- AUSGEWÄHLTER TEXT -

Die Saison 2015/16 ist als sehr düsteres Kapitel in die Geschichte des kanadischen Eishockey eingegangen. Sämtliche sieben Teams aus dem Mutterland der Sportart verpassten die Qualifikation für die Playoffs – zum ersten Mal seit 1970, als Kanada noch nur mit drei Teams vertreten war.
Offensichtlich hat man diesen Tiefschlag im Sommer weggesteckt – oder wie ist folgende, leicht zynische Passage des kanadischen Hockey-Journalisten Michael Traikos in der «National Post» zu erklären?
Klar ist es noch früh in der Saison, doch der erste Trend ist eindeutig: Die Kanadier sind zurück! Montreal und Edmonton liegen an der Tabellenspitze und auch die anderen Vertreter aus dem «Great White North» spielen ansprechend auf. Mit einer Ausnahme: Die Calgary Flames können die Erwartungen bislang nicht erfüllen.
Es scheint sich die NHL-Weisheit zu bewahrheiten, dass ein Team erst richtig schlecht sein muss, bevor es wieder richtig gut werden kann. Und das hat seine Gründe: Zum einen kommen die schwächsten Teams in der Draft-Lotterie zuerst zum Zug und erhalten dadurch Zugriff auf die vielversprechendsten Talente (was nicht zwingend von Erfolg gekrönt sein muss, wie das Beispiel Edmonton zeigt).
Zum anderen erlaubt es der sportliche Misserfolg, drastische Massnahmen zu ergreifen. «Burn-it-to-the-ground»-Wiederaufbau nennt das der kanadische Schreiber Sean McIndoe. Will ein NHL-Team wieder leben, muss es erst richtig sterben.
Bemerkung: Für die Positionen wird hier ausnahmsweise die NHL-Gesamttabelle beigezogen.
Letzte Saison: 22.
Zum Leidwesen von Sven Andrighetto, der im Farmteam spielen muss, läuft es den Canadiens wie geschmiert. Als einziges Team haben sie bisher in jedem Spiel gepunktet und zuletzt vier Siege in Serie gefeiert. Zwei Erfolgsfaktoren sind auszumachen: Die vergangene Saison erlaubte es den Verantwortlichen in Montreal, den äusserst populären Star-Verteidiger P.K. Subban (27) nach Nashville zu tauschen, ohne dass darum übermässiger Klamauk entstanden wäre.

- MATERIAL ZUR AUFGABE -
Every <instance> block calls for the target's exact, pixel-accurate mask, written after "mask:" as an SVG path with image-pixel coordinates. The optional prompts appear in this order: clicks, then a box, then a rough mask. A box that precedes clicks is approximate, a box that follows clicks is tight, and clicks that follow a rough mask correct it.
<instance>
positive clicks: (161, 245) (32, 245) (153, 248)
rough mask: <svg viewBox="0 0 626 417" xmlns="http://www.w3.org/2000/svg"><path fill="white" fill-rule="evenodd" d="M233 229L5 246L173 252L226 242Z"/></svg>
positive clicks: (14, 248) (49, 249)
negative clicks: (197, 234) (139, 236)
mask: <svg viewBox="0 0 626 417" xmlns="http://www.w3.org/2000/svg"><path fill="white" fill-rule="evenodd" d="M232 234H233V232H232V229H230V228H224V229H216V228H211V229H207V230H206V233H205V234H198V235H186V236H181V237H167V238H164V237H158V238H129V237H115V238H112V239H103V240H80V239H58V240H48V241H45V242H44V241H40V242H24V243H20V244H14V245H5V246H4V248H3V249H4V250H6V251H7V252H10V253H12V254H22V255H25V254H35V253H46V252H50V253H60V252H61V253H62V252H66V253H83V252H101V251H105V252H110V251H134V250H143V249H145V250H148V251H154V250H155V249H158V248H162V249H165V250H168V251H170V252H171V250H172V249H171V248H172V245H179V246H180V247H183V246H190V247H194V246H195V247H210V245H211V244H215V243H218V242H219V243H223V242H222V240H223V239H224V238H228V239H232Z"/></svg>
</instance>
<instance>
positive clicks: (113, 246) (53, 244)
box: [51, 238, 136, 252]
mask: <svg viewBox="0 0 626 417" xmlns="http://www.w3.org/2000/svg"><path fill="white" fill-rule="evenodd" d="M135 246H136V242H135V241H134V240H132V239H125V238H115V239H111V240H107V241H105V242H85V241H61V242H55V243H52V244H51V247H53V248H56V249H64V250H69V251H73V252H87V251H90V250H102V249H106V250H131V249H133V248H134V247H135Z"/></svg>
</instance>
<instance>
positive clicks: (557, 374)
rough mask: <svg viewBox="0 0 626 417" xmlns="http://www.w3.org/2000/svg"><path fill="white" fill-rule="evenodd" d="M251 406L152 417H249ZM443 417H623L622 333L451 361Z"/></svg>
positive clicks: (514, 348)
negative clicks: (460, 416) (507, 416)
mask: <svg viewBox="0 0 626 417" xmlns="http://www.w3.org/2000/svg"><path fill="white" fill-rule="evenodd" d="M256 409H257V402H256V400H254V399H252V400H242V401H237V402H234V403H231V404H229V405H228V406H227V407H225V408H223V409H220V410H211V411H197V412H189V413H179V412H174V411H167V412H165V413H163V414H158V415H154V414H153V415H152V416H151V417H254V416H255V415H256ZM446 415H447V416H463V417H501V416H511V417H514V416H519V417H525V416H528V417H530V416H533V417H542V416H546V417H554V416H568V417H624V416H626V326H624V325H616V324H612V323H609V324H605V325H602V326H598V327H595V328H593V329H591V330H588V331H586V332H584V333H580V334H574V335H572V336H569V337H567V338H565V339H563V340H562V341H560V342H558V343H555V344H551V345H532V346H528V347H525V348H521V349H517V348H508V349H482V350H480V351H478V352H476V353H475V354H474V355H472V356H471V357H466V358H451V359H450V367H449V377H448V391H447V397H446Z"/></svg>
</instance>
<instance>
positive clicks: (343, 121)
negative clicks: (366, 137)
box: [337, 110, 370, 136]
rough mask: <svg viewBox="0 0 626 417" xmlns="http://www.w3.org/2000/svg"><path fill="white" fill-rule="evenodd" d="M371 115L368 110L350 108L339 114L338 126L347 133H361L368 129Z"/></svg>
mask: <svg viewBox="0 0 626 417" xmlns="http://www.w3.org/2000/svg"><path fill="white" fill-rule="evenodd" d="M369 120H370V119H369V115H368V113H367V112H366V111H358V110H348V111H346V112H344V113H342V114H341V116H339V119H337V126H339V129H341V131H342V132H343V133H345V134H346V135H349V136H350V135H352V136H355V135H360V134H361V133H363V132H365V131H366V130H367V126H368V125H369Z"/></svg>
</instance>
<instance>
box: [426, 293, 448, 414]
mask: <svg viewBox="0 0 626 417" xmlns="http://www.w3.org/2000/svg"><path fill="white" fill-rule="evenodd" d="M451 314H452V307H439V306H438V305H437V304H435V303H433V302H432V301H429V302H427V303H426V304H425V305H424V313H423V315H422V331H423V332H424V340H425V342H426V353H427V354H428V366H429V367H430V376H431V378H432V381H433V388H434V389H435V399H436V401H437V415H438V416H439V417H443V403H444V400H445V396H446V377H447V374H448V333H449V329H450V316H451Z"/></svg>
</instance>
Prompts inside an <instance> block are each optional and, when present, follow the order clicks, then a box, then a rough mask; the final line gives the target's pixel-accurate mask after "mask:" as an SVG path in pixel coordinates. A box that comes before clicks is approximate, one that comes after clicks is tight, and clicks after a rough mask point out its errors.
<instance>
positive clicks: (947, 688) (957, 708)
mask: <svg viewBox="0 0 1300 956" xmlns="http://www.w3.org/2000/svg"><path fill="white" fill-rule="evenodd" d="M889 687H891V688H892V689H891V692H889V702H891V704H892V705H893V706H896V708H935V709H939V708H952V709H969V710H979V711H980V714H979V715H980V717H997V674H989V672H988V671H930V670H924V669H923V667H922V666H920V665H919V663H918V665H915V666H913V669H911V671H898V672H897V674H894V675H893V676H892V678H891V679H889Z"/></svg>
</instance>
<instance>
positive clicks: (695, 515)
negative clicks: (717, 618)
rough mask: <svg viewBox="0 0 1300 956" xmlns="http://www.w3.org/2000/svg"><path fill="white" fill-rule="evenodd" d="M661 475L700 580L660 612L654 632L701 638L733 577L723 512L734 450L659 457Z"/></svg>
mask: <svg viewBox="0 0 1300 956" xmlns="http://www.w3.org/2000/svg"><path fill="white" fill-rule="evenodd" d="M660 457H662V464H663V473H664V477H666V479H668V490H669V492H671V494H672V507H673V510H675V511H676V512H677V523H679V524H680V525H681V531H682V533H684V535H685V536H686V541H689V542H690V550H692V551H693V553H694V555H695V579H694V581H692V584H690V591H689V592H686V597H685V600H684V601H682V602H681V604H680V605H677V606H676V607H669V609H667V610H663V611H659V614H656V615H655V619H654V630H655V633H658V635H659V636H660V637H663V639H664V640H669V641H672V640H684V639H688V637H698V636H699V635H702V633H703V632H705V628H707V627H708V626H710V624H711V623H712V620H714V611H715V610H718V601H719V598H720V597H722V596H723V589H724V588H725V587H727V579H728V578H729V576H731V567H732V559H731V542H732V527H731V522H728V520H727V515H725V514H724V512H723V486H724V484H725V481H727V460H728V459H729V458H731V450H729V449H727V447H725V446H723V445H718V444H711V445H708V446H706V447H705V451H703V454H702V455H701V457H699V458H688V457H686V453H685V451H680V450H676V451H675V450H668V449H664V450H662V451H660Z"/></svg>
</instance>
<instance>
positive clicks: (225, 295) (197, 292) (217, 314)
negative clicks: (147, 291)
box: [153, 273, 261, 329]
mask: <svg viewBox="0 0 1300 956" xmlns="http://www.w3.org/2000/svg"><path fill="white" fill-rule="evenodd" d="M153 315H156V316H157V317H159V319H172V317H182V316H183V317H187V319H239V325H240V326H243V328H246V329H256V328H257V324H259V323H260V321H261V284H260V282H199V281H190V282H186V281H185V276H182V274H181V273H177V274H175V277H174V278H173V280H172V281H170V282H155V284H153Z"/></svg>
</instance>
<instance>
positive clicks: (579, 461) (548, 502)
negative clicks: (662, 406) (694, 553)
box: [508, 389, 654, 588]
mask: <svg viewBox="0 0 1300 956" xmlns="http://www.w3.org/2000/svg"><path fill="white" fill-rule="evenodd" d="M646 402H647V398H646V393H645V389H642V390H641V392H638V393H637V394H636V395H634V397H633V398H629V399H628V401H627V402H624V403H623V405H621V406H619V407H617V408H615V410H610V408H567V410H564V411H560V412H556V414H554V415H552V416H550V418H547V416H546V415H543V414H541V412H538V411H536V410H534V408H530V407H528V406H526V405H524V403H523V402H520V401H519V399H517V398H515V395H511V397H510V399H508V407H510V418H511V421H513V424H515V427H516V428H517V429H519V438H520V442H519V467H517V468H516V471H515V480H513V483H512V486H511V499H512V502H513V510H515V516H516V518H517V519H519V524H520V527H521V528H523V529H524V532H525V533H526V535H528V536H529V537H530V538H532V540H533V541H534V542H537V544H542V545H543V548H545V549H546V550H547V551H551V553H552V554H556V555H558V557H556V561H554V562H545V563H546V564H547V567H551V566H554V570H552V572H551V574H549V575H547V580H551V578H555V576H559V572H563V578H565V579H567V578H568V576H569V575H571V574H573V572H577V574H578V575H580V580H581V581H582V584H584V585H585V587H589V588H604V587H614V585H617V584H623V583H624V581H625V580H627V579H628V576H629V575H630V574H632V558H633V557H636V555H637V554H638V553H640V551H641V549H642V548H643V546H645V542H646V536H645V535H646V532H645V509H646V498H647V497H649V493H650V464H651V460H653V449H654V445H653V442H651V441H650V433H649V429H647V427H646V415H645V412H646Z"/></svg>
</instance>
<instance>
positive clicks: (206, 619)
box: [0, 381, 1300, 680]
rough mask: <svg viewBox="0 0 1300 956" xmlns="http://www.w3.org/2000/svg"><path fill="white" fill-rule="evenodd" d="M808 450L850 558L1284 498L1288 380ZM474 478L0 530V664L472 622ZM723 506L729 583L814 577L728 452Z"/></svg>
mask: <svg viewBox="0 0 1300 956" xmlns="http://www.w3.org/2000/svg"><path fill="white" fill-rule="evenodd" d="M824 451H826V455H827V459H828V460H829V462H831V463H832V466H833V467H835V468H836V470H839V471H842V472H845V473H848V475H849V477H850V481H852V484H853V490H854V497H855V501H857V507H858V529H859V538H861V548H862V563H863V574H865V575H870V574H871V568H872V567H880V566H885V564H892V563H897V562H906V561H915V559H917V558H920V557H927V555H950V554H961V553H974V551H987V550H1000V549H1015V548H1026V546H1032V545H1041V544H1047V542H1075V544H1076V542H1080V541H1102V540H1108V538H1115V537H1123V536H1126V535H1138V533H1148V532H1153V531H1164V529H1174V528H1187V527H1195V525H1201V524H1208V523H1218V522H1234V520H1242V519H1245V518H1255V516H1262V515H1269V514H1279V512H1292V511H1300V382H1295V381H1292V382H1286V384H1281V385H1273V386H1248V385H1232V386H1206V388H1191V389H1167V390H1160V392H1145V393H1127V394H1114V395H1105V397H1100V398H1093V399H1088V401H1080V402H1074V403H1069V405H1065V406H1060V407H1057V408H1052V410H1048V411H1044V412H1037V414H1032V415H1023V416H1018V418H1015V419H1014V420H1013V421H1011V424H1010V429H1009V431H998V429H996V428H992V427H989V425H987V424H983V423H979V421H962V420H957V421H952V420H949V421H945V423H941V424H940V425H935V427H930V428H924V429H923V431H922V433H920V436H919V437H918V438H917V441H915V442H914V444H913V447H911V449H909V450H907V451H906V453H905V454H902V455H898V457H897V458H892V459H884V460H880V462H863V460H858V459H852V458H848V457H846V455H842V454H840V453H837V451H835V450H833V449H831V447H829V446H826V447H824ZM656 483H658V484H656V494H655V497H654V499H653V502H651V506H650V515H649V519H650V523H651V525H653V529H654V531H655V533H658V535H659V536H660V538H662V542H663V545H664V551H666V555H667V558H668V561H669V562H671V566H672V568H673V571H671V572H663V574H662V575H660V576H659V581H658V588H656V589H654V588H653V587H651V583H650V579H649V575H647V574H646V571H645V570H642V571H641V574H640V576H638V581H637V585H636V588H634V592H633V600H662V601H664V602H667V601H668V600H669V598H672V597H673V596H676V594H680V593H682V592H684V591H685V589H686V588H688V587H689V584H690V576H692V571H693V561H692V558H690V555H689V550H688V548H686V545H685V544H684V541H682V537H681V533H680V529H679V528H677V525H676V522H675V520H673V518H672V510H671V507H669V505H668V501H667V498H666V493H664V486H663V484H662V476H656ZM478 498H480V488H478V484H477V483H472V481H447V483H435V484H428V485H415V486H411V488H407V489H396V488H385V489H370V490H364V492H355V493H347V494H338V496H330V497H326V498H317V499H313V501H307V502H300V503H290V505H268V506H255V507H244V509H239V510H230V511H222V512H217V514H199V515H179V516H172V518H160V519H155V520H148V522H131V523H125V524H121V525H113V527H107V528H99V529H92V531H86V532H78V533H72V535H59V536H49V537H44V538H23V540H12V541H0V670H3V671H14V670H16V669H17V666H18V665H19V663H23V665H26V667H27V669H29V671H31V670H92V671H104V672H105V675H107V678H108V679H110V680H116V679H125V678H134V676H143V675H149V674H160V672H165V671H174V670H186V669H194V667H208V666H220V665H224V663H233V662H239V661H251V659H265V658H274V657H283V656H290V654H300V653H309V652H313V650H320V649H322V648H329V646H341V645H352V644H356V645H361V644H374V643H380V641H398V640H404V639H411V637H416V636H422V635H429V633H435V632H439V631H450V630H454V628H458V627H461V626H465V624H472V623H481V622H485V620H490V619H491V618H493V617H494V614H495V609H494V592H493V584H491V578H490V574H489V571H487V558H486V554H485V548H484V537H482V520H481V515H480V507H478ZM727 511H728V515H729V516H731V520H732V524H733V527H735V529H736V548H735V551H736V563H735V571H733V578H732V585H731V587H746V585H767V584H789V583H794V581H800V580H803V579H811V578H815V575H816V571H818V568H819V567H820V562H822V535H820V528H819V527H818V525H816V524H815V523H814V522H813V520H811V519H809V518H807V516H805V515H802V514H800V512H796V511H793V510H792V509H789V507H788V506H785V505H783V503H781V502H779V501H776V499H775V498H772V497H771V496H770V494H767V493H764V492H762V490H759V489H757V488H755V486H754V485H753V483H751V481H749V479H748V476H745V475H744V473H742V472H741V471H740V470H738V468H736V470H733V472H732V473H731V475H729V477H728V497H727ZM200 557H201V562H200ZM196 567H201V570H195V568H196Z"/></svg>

- ÜBUNGSAUFGABEN -
1. Ändere im Text über das kanadische Eishockey den Abschnitt, der mit „Zum Leidwesen von“ beginnt und bis einschließlich „Klamauk entstanden wäre.“ reicht, indem du „Farmteam“ durch „Nachwuchsteam“ ersetzt, und gib den Abschnitt danach wieder.
2. Wandle die Zeilen der Einträge vom Anfang bis einschließlich der Zeile mit „positive clicks: (14, 248) (49, 249)“ in eine Markdown-Tabelle mit den Spalten „Nummer“ und „Zeile“ um und lass dabei Leerzeilen weg.

- LÖSUNGEN -
1.
Zum Leidwesen von Sven Andrighetto, der im Nachwuchsteam spielen muss, läuft es den Canadiens wie geschmiert. Als einziges Team haben sie bisher in jedem Spiel gepunktet und zuletzt vier Siege in Serie gefeiert. Zwei Erfolgsfaktoren sind auszumachen: Die vergangene Saison erlaubte es den Verantwortlichen in Montreal, den äusserst populären Star-Verteidiger P.K. Subban (27) nach Nashville zu tauschen, ohne dass darum übermässiger Klamauk entstanden wäre.

2.
| Nummer | Zeile |
|---|---|
| 1 | Every <instance> block calls for the target's exact, pixel-accurate mask, written after "mask:" as an SVG path with image-pixel coordinates. The optional prompts appear in this order: clicks, then a box, then a rough mask. A box that precedes clicks is approximate, a box that follows clicks is tight, and clicks that follow a rough mask correct it. |
| 2 | <instance> |
| 3 | positive clicks: (161, 245) (32, 245) (153, 248) |
| 4 | rough mask: <svg viewBox="0 0 626 417" xmlns="http://www.w3.org/2000/svg"><path fill="white" fill-rule="evenodd" d="M233 229L5 246L173 252L226 242Z"/></svg> |
| 5 | positive clicks: (14, 248) (49, 249) |